Please recast the rows below as a Markdown table with the columns "Line No." and "Line text", numbering each line and leaving out blank lines. Start at the line that contains "In the picture above, where can the evergreen", stop after the line that contains "In the picture above, where can the tree shadow", and include only those lines.

Records for this exercise
** begin **

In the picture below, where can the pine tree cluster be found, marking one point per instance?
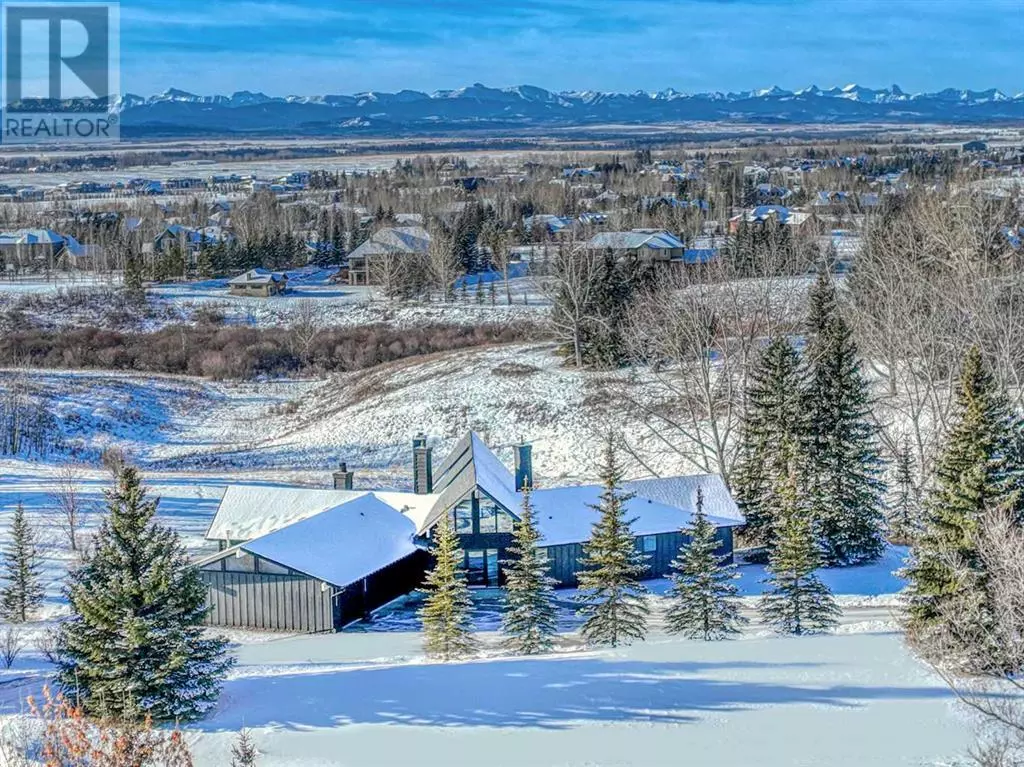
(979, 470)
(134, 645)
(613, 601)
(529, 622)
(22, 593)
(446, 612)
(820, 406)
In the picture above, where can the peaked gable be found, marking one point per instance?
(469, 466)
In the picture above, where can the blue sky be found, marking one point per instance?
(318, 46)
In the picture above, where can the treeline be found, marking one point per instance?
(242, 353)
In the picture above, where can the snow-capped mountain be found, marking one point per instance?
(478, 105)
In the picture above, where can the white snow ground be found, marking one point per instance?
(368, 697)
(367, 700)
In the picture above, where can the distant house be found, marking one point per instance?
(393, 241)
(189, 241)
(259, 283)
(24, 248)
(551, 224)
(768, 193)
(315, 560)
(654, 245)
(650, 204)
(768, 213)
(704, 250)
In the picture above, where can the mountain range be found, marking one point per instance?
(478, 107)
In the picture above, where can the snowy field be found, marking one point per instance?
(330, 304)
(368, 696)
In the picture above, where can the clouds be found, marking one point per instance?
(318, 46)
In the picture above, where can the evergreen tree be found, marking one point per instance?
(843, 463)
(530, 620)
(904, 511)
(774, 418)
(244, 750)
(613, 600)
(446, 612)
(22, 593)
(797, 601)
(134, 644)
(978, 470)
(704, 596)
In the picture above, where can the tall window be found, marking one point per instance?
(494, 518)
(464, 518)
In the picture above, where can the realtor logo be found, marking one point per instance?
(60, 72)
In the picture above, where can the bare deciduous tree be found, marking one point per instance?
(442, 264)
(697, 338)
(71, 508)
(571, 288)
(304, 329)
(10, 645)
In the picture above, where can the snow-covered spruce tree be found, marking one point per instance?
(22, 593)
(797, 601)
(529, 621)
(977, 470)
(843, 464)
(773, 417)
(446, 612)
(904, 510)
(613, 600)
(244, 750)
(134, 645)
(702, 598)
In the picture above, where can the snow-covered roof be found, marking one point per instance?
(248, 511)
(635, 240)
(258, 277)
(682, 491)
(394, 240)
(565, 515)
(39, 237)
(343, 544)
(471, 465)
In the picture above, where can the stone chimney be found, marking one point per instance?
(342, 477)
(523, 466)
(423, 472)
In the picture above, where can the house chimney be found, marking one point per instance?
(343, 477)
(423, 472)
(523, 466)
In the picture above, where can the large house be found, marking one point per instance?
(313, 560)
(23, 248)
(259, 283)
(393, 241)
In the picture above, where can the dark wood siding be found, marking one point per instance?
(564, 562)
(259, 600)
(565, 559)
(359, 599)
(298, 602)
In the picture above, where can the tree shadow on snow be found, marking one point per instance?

** end **
** begin **

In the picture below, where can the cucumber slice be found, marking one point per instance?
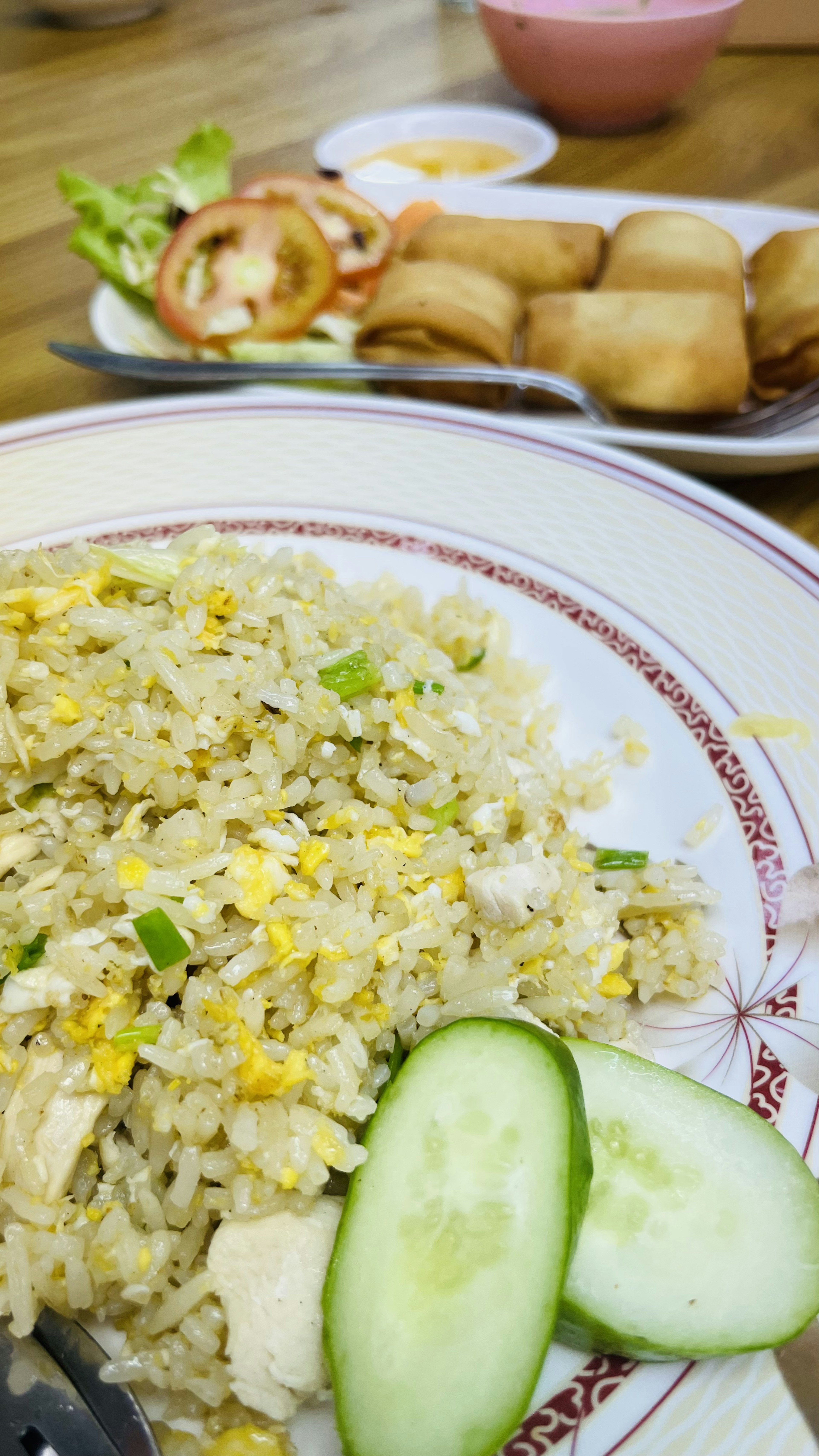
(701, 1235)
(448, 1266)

** end **
** begin **

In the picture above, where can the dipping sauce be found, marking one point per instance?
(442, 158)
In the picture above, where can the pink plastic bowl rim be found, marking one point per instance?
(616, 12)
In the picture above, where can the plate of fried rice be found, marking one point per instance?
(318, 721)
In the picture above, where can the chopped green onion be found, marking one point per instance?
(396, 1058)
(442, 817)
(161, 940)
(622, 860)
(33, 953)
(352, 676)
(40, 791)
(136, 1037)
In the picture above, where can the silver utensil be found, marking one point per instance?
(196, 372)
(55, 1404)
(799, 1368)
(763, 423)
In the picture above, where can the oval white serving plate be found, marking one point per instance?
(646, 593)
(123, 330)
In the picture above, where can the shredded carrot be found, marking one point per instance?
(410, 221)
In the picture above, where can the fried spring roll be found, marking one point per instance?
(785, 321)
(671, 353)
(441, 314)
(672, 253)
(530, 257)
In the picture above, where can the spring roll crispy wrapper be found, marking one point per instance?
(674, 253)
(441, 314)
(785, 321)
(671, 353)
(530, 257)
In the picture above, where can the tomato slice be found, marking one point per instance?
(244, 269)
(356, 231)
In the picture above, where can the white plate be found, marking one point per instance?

** end **

Completed task
| Line No. | Line text |
|---|---|
| 1 | In the picture above, where can the evergreen tree be found, marking one point per instance? |
| 2 | (843, 463) |
| 3 | (530, 620) |
| 4 | (904, 511) |
| 5 | (774, 418) |
| 6 | (244, 750) |
| 7 | (613, 600) |
| 8 | (446, 612) |
| 9 | (22, 593) |
| 10 | (797, 601) |
| 11 | (134, 644) |
| 12 | (978, 470) |
| 13 | (704, 596) |
| 14 | In the picture above, where can the tall window be found, marking one point per instance? |
| 15 | (494, 518) |
| 16 | (464, 518) |
| 17 | In the picture above, where can the realtor logo be found, marking one point per instance? |
| 18 | (60, 72) |
| 19 | In the picture above, where can the bare deciduous tree be found, marking one point per instance? |
| 20 | (442, 264) |
| 21 | (697, 338) |
| 22 | (71, 508) |
| 23 | (571, 288) |
| 24 | (304, 329) |
| 25 | (10, 645) |
| 26 | In the picture above, where can the snow-covered spruce tree be found, marking one point per instance? |
| 27 | (22, 593) |
| 28 | (797, 601) |
| 29 | (529, 621) |
| 30 | (977, 470) |
| 31 | (843, 464) |
| 32 | (773, 417) |
| 33 | (446, 612) |
| 34 | (904, 510) |
| 35 | (613, 600) |
| 36 | (244, 750) |
| 37 | (134, 645) |
| 38 | (702, 598) |
| 39 | In the picture above, where can the snow-covered roof be found, marking one point per instance? |
| 40 | (248, 511) |
| 41 | (635, 240) |
| 42 | (258, 277) |
| 43 | (682, 491) |
| 44 | (394, 240) |
| 45 | (565, 515) |
| 46 | (39, 237) |
| 47 | (343, 544) |
| 48 | (471, 465) |
| 49 | In the picture above, where can the stone chimney be found, marking one point per instance? |
| 50 | (342, 477) |
| 51 | (523, 466) |
| 52 | (423, 472) |
| 53 | In the picture above, where can the house chimney be found, marking one point per instance? |
| 54 | (343, 477) |
| 55 | (423, 472) |
| 56 | (523, 466) |
| 57 | In the picture above, where can the large house be found, marking one point per instance? |
| 58 | (313, 560) |
| 59 | (23, 248) |
| 60 | (259, 283) |
| 61 | (393, 241) |
| 62 | In the picture above, where can the dark wood siding be found, marking one point per instance? |
| 63 | (564, 562) |
| 64 | (259, 600) |
| 65 | (565, 559) |
| 66 | (359, 599) |
| 67 | (298, 602) |
| 68 | In the picture above, where can the tree shadow on snow be found, marking one point per instance? |